Excerpts from a point labeling dataset
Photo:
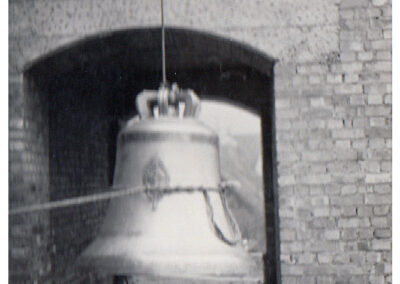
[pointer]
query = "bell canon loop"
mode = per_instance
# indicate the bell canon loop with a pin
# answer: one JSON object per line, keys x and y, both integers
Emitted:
{"x": 178, "y": 226}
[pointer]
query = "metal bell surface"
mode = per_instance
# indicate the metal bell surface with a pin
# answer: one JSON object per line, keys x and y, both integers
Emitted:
{"x": 177, "y": 225}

* **Given problem**
Quote the text lines of all the items above verbatim, omitting the pictures from your answer.

* **Response for this exercise**
Photo:
[pointer]
query = "bell canon loop"
mode = per_instance
# indicate the bell canon loop with a pin
# answer: one JSON object per line, keys x and y, both integers
Emitted:
{"x": 178, "y": 226}
[pointer]
query = "metal bell surface"
mode = per_instance
# indicate the metal bell surface with a pin
# answer: one JSON object per line, keys x and y, both integers
Emitted:
{"x": 177, "y": 225}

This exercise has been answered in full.